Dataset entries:
· · · · · · ·

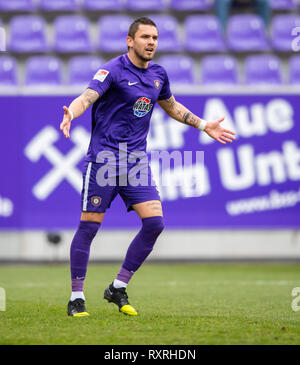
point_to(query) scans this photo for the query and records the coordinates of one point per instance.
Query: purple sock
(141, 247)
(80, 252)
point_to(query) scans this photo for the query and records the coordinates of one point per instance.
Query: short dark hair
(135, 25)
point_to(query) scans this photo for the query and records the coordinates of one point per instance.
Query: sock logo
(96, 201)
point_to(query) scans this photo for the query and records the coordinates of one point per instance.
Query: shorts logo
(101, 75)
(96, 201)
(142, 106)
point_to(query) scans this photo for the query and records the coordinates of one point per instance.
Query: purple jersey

· · · · · · ·

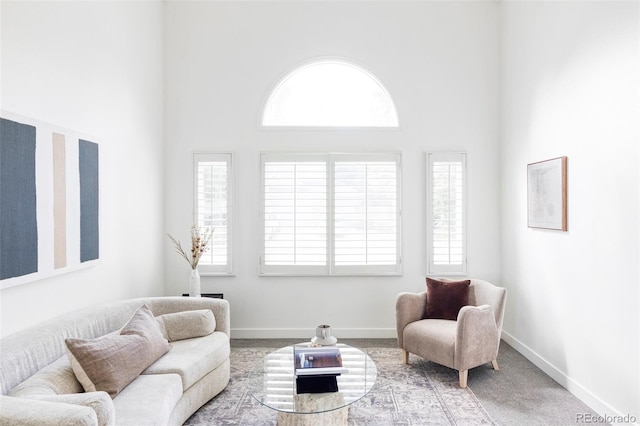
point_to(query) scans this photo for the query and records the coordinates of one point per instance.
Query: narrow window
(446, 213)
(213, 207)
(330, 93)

· · · · · · ·

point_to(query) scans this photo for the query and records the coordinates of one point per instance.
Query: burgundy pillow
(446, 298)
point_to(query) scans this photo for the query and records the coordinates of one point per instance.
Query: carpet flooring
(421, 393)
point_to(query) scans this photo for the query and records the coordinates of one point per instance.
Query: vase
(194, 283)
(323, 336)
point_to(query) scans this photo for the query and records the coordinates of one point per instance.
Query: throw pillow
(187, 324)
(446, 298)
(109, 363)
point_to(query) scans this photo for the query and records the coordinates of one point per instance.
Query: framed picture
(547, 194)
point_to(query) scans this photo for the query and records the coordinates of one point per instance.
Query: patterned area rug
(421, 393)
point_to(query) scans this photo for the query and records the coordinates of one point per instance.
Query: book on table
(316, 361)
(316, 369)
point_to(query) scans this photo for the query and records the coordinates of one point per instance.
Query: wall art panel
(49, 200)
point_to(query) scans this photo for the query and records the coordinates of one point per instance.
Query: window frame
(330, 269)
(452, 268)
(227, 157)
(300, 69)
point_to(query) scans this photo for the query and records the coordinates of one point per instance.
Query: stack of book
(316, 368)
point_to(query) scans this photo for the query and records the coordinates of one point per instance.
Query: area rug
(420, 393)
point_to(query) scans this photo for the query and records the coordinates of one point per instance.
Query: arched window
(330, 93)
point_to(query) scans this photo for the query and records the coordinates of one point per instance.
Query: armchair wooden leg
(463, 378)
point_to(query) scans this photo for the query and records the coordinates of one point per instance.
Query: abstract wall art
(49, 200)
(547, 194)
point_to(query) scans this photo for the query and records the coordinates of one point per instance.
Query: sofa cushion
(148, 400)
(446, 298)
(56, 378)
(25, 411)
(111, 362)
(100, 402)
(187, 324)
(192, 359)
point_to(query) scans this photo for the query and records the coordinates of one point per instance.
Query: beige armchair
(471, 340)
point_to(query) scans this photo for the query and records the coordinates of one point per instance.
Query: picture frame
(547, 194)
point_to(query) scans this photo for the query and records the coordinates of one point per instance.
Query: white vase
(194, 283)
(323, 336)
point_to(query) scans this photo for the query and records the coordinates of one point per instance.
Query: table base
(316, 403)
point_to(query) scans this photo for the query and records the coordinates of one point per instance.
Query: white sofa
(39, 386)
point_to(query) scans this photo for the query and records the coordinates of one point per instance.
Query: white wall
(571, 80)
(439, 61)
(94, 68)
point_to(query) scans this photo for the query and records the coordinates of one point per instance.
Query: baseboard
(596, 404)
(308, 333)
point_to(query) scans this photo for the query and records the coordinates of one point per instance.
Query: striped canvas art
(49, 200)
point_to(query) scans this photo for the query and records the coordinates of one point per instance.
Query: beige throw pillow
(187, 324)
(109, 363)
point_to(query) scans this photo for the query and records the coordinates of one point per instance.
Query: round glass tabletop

· · · · · · ·

Look back at the entries above and repeat, unchanged, every line from the line holding "Query: sock logo" through the line holding "Query: purple jersey".

FINISHED TASK:
Query: sock logo
(96, 201)
point_to(query) scans this photo for the query and records the coordinates of one point per instance.
Query: shorts logo
(101, 75)
(96, 201)
(142, 106)
point_to(query) scans this photo for the query and records the coordinates of one point per instance.
Query: purple jersey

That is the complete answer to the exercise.